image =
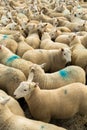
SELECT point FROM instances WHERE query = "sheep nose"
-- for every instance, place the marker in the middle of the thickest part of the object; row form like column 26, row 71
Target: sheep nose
column 75, row 15
column 68, row 63
column 14, row 95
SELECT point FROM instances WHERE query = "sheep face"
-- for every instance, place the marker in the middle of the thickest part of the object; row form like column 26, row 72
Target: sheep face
column 24, row 89
column 66, row 54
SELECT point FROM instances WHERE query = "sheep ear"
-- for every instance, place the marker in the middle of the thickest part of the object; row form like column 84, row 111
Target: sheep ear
column 43, row 65
column 62, row 49
column 31, row 74
column 36, row 84
column 3, row 101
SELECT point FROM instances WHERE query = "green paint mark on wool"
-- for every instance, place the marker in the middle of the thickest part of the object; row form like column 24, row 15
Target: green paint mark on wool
column 63, row 73
column 12, row 58
column 5, row 37
column 42, row 127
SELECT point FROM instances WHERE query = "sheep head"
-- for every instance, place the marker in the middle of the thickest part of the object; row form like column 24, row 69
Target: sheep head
column 66, row 52
column 25, row 88
column 35, row 69
column 4, row 100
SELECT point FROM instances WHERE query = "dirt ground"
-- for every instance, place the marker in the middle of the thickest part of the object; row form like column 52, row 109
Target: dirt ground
column 78, row 122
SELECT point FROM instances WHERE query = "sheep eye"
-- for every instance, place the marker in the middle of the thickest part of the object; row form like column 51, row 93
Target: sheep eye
column 25, row 90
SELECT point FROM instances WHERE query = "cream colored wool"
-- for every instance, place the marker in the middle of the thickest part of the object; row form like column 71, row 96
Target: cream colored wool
column 10, row 59
column 50, row 57
column 12, row 104
column 69, row 74
column 10, row 121
column 48, row 44
column 10, row 78
column 61, row 103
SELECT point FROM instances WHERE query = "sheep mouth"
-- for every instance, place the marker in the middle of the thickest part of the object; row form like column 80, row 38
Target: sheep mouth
column 68, row 64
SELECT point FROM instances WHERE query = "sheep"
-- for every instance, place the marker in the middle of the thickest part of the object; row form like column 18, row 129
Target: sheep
column 10, row 121
column 11, row 44
column 63, row 38
column 84, row 40
column 10, row 59
column 50, row 57
column 48, row 44
column 69, row 74
column 33, row 38
column 74, row 27
column 77, row 48
column 22, row 45
column 10, row 78
column 61, row 103
column 12, row 104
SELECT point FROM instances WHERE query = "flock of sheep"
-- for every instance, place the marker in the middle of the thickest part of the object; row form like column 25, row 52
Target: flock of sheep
column 43, row 59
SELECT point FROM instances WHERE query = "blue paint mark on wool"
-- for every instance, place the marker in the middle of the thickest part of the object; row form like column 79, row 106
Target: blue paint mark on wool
column 12, row 58
column 63, row 73
column 5, row 37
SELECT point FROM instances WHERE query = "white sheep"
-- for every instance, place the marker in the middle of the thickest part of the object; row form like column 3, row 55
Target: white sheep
column 54, row 59
column 57, row 79
column 79, row 52
column 61, row 103
column 12, row 104
column 10, row 78
column 10, row 59
column 48, row 44
column 10, row 121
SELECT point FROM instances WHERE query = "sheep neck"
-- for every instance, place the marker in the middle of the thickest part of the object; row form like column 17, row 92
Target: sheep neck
column 33, row 94
column 5, row 114
column 55, row 58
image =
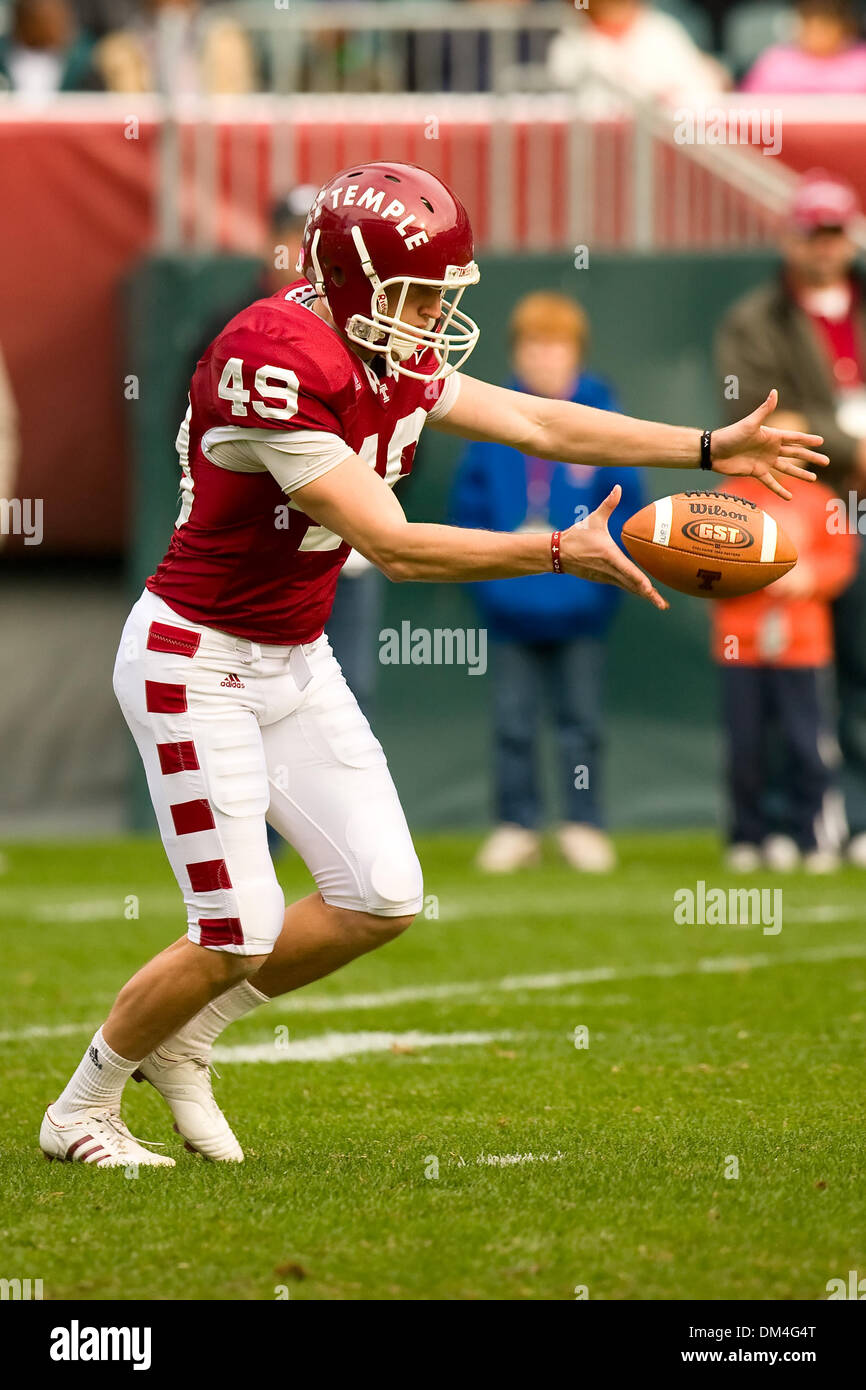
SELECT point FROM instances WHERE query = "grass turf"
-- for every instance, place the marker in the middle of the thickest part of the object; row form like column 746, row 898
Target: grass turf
column 695, row 1057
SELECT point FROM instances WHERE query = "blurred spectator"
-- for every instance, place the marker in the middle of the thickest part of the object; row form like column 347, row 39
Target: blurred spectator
column 9, row 438
column 824, row 56
column 43, row 53
column 805, row 332
column 776, row 649
column 173, row 47
column 548, row 630
column 634, row 46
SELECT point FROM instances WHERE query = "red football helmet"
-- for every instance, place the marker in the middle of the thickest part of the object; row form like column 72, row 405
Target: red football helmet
column 376, row 225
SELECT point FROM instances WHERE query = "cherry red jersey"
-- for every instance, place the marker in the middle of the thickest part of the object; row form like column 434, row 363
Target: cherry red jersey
column 243, row 558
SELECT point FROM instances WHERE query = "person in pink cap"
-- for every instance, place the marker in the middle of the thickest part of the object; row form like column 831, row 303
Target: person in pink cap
column 824, row 56
column 805, row 331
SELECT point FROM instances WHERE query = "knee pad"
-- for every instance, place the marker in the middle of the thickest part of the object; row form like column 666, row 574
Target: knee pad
column 257, row 906
column 391, row 879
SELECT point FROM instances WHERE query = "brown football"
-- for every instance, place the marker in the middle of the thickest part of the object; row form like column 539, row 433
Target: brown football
column 709, row 544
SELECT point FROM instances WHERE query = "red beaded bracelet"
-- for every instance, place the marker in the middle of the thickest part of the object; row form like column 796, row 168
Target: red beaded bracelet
column 558, row 563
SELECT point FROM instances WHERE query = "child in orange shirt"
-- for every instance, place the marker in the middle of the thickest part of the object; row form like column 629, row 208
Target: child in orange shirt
column 774, row 648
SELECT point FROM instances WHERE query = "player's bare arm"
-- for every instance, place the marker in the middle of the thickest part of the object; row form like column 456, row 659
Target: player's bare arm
column 356, row 503
column 578, row 434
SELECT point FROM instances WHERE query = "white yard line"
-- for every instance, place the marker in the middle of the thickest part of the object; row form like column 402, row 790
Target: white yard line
column 510, row 984
column 328, row 1047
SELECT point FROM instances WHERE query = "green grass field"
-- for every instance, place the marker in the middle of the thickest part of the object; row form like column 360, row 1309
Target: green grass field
column 705, row 1044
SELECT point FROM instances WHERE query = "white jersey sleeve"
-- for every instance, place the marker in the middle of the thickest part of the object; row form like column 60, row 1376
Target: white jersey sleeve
column 292, row 456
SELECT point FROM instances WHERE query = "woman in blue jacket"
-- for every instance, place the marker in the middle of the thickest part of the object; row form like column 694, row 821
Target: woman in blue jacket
column 548, row 631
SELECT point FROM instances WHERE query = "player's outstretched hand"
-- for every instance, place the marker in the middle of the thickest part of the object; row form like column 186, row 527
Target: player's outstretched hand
column 749, row 448
column 588, row 551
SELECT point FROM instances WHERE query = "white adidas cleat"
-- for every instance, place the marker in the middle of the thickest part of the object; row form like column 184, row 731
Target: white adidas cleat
column 96, row 1137
column 509, row 848
column 184, row 1083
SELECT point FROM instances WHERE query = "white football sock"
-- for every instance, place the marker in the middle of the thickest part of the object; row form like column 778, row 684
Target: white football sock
column 97, row 1080
column 196, row 1037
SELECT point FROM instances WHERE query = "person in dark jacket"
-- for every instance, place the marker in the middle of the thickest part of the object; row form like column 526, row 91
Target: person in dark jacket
column 805, row 332
column 546, row 630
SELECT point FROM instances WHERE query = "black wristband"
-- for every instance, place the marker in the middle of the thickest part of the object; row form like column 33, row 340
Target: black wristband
column 706, row 462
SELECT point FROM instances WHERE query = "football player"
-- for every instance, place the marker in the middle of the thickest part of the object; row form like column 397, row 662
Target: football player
column 303, row 414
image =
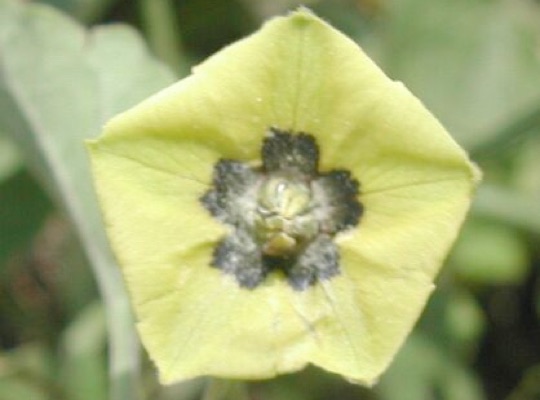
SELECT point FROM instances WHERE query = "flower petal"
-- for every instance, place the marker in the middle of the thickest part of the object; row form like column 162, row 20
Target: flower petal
column 155, row 162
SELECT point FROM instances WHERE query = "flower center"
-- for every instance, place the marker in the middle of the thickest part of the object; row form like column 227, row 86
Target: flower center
column 282, row 216
column 283, row 222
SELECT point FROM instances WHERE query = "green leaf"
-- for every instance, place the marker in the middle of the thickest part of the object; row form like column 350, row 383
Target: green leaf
column 154, row 163
column 10, row 161
column 58, row 84
column 23, row 207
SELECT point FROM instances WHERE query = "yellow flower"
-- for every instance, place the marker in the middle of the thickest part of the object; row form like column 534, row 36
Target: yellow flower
column 286, row 204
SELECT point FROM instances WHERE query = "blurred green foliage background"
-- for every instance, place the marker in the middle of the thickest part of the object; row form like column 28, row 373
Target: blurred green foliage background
column 66, row 66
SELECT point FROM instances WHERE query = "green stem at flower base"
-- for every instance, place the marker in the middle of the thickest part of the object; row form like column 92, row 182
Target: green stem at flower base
column 224, row 389
column 162, row 31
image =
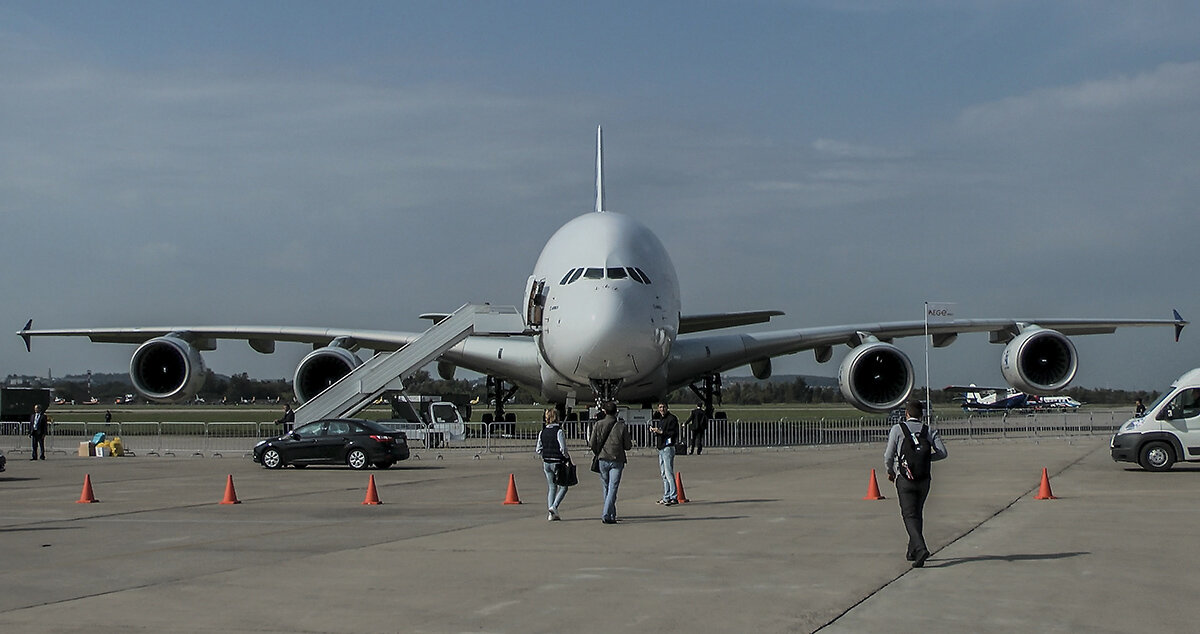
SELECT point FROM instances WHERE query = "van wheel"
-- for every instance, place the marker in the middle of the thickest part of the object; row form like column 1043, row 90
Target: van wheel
column 1156, row 456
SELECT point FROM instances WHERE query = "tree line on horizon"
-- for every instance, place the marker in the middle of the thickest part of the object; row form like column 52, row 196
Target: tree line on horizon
column 240, row 388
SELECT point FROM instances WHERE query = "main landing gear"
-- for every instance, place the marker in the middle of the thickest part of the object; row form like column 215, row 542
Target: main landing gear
column 499, row 392
column 708, row 393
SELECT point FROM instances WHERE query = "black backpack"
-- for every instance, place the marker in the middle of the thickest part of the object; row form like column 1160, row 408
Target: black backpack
column 916, row 453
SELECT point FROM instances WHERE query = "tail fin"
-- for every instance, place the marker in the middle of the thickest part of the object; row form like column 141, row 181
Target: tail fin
column 600, row 204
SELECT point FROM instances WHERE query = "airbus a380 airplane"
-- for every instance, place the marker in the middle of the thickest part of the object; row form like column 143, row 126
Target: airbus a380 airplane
column 604, row 322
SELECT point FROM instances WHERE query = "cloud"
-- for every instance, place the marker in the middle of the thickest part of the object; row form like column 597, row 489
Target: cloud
column 1168, row 90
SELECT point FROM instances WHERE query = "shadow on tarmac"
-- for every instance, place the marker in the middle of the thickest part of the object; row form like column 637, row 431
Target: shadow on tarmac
column 955, row 561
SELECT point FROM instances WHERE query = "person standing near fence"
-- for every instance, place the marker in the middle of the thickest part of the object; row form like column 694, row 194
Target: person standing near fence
column 912, row 446
column 609, row 441
column 552, row 449
column 666, row 431
column 697, row 424
column 288, row 419
column 39, row 425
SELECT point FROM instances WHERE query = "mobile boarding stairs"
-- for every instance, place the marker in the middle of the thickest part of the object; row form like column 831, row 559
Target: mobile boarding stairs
column 384, row 371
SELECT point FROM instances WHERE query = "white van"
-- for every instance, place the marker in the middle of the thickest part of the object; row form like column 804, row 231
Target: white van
column 1169, row 432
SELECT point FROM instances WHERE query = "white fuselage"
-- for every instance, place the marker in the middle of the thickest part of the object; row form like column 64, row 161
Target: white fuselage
column 611, row 307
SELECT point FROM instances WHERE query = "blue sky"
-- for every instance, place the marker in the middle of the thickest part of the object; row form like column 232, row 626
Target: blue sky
column 358, row 163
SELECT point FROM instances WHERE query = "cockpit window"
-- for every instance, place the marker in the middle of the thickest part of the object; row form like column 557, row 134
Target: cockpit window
column 612, row 273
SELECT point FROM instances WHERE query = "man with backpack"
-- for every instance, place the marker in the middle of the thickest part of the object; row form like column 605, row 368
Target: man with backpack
column 912, row 447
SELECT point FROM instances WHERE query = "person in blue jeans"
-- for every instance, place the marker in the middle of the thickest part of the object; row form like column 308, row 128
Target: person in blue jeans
column 609, row 441
column 666, row 438
column 552, row 449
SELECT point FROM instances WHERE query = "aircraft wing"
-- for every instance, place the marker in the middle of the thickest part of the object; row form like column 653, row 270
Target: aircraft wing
column 261, row 338
column 697, row 354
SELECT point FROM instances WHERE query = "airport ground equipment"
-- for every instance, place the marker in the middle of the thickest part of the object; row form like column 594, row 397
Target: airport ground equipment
column 1168, row 432
column 383, row 371
column 429, row 419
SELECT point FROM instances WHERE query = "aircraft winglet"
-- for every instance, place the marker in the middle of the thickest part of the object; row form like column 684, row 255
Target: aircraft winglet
column 24, row 334
column 600, row 205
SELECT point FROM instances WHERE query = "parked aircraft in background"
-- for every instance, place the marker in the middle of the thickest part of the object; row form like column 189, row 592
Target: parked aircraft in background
column 976, row 399
column 604, row 321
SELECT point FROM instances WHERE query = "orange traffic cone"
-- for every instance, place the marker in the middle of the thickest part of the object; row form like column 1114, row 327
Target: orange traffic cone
column 873, row 489
column 87, row 496
column 1044, row 490
column 231, row 495
column 511, row 497
column 372, row 495
column 679, row 494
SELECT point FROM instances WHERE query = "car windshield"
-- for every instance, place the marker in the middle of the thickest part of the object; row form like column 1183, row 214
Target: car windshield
column 371, row 426
column 311, row 430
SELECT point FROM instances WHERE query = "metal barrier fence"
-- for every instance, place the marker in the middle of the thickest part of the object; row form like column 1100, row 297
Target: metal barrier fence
column 239, row 438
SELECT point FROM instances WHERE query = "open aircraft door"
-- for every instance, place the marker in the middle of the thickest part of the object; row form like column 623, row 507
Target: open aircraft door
column 535, row 303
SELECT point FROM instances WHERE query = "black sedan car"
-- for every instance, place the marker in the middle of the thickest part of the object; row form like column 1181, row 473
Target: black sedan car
column 336, row 441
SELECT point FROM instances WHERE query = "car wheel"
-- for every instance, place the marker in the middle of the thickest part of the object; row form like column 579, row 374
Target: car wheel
column 357, row 459
column 271, row 458
column 1156, row 456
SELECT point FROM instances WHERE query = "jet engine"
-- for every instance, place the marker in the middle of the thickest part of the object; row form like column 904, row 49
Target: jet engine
column 875, row 377
column 321, row 369
column 1039, row 362
column 167, row 369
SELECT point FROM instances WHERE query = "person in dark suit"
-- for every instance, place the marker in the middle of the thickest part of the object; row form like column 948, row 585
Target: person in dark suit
column 39, row 424
column 697, row 424
column 288, row 419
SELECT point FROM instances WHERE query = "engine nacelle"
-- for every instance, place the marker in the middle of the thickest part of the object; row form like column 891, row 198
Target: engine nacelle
column 1039, row 362
column 167, row 369
column 321, row 369
column 875, row 377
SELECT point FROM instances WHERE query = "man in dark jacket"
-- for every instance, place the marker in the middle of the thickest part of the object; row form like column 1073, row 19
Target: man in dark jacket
column 610, row 440
column 912, row 483
column 666, row 430
column 37, row 428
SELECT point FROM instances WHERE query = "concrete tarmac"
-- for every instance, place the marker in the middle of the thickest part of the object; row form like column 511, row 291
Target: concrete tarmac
column 771, row 540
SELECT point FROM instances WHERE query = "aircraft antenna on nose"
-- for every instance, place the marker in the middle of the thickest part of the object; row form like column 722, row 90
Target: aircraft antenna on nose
column 600, row 205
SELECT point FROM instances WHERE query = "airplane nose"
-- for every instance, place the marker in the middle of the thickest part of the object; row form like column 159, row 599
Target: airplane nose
column 611, row 341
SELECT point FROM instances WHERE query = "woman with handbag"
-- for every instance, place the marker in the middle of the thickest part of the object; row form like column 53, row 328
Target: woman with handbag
column 556, row 461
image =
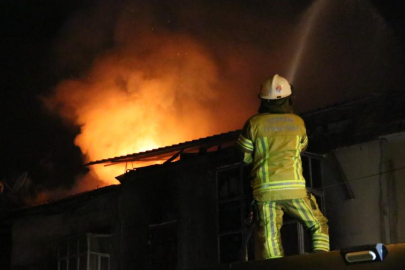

_Aim of the task_
Write out every line above, from the first one down through the line containing "column 3, row 101", leaving out the pictures.

_Result of this task_
image =
SELECT point FROM instances WHERE query = "sheep nose"
-- for every instance, place the marker in the middle of the thickest part of the object; row form like column 26, row 71
Target: sheep nose
column 75, row 15
column 68, row 63
column 14, row 95
SELECT point FROM instances WHERE query = "sheep face"
-- for every instance, place the marker in the middle of the thickest part of the object; row form like column 26, row 72
Target: sheep face
column 24, row 89
column 66, row 54
SELECT point FROM instances WHERE query = "sheep ear"
-- for every instance, place the marker in the middle of the thickest part of the object; row form like column 84, row 111
Target: sheep ear
column 43, row 65
column 62, row 49
column 31, row 74
column 36, row 84
column 3, row 101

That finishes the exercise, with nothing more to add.